SELECTED EXCERPT:
Reputation: 31
I'm trying to read hebrew from a text file:
def task1():
f = open('C:\\Users\\royi\\Desktop\\final project\\corpus-haaretz.txt', 'r',"utf-8")
print 'success'
return f
a = task1()
When i read it it shows me this:
'[\xee\xe0\xee\xf8 \xee\xf2\xf8\xeb\xfa \xf9\xec \xe4\xf0\xe9\xe5-\xe9\xe5\xf8\xf7 \xe8\xe9\xe9\xee\xf1: \xf2\xec \xe1\xe9\xfa \xe4\xee\xf9\xf4\xe8 \xec\xe1\xe8\xec \xe0\xfa \xe7\xe5\xf7 \xe4\xe7\xf8\xed, \xec\xe8\xe5\xe1\xfa \xe9\xf9\xf8\xe0\xec \xee\xe0\xfa \xf0\xe9\xe5
and many more.
how do i read it?
Upvotes: 3
Views: 7900
Reputation: 82934
Your description of how you read the file appears to be incorrect. It is puzzling that "it" manages to show you bytes that are obviously Hebrew text encoded in cp1255.

ENTRIES PROVIDED:
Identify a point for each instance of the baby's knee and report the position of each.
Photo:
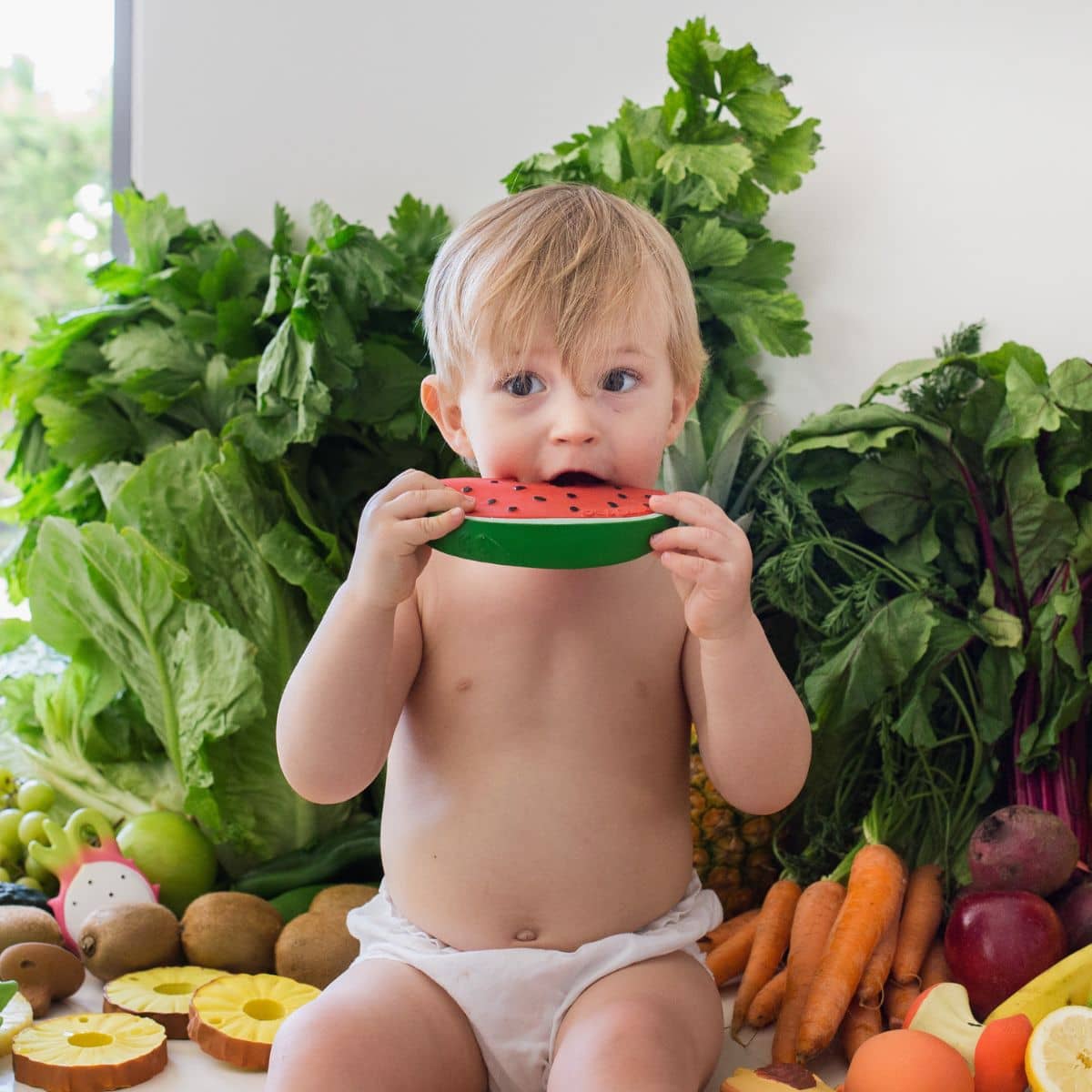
(315, 1048)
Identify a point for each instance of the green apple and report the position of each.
(169, 851)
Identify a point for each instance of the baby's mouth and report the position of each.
(576, 478)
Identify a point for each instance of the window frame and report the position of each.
(121, 121)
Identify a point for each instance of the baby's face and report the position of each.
(533, 424)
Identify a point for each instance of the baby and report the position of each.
(536, 924)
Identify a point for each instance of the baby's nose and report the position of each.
(574, 421)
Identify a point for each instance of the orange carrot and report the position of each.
(725, 929)
(935, 966)
(871, 991)
(763, 1010)
(874, 895)
(726, 961)
(860, 1022)
(921, 918)
(896, 1002)
(771, 939)
(816, 912)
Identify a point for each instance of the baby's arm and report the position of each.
(343, 700)
(753, 731)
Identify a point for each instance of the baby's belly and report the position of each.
(514, 861)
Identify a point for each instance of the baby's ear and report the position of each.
(682, 402)
(443, 409)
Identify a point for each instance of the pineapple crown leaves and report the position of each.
(692, 465)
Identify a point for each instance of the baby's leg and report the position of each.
(655, 1025)
(380, 1026)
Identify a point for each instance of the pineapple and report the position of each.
(733, 852)
(90, 1053)
(162, 994)
(234, 1018)
(15, 1016)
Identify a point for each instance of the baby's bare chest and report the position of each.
(595, 645)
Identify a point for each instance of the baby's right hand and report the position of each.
(396, 528)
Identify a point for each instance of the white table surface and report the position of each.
(190, 1068)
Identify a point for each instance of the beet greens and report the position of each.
(936, 558)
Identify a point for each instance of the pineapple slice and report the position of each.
(15, 1016)
(162, 994)
(234, 1018)
(90, 1053)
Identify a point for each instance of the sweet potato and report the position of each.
(1021, 847)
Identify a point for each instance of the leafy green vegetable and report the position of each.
(192, 458)
(708, 177)
(937, 561)
(194, 454)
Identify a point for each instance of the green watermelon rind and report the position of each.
(584, 543)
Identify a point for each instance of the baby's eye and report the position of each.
(520, 385)
(616, 380)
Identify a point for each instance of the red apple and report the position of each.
(997, 942)
(1075, 909)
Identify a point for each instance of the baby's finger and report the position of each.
(700, 541)
(414, 503)
(689, 508)
(430, 528)
(688, 566)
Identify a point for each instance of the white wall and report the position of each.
(954, 183)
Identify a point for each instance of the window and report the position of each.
(63, 110)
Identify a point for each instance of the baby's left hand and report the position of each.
(710, 561)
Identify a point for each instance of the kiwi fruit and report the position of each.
(315, 948)
(27, 924)
(132, 936)
(341, 898)
(230, 931)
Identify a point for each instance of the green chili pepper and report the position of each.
(298, 901)
(356, 844)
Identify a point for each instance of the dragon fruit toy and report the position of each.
(91, 876)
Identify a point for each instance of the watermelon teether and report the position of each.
(541, 525)
(92, 876)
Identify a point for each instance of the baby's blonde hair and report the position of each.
(568, 254)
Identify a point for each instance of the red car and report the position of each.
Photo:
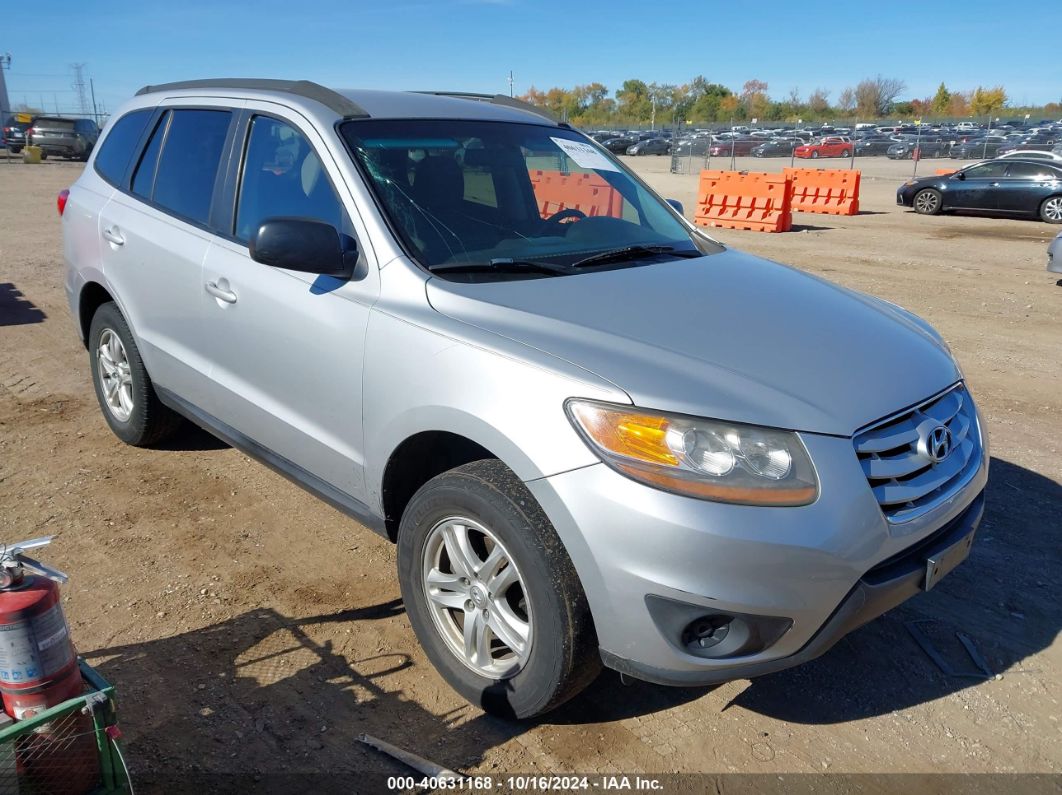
(832, 145)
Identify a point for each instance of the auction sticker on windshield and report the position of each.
(584, 155)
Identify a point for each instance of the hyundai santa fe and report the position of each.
(596, 435)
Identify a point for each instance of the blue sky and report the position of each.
(470, 45)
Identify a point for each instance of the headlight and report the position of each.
(707, 459)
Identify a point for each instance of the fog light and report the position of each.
(705, 632)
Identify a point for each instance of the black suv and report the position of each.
(66, 137)
(14, 134)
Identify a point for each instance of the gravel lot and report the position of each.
(254, 633)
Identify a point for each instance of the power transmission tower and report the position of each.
(79, 87)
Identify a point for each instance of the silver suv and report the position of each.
(596, 435)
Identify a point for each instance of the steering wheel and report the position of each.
(564, 214)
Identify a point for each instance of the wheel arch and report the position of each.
(415, 461)
(91, 297)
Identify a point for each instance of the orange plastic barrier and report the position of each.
(829, 191)
(588, 193)
(751, 201)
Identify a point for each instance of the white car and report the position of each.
(1032, 155)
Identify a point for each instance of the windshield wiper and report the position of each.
(633, 252)
(502, 264)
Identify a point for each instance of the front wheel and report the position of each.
(927, 202)
(126, 396)
(492, 594)
(1050, 210)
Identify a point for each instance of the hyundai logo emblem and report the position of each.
(935, 443)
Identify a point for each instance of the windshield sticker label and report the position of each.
(584, 155)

CHALLENGES:
a - Reproduce the passage from the thread on reading Hebrew from a text file, starting at "Reputation: 31" and ending at "a = task1()".
b - State whether each statement below agrees with the thread on reading Hebrew from a text file, and answer yes or no with the deciding words of the thread: (i) The poster is trying to read Hebrew from a text file. (ii) The reply identifies the bytes as Hebrew text encoded in UTF-8. (iii) The reply considers the poster's description of how the file was read to be accurate.
c - Summarize the thread on reading Hebrew from a text file in two sentences.

RESULTS FOR EACH TASK:
a -
Reputation: 31
I'm trying to read hebrew from a text file:
def task1():
f = open('C:\\Users\\royi\\Desktop\\final project\\corpus-haaretz.txt', 'r',"utf-8")
print 'success'
return f
a = task1()

b -
(i) Yes: "I'm trying to read hebrew from a text file"
(ii) No: "obviously Hebrew text encoded in cp1255"
(iii) No: "Your description of how you read the file appears to be incorrect."

c - A user trying to read Hebrew from a text file is shown a string of bytes when reading it and asks how to read it. A reply says the user's description of how the file was read appears incorrect and that the bytes shown are obviously Hebrew text encoded in cp1255.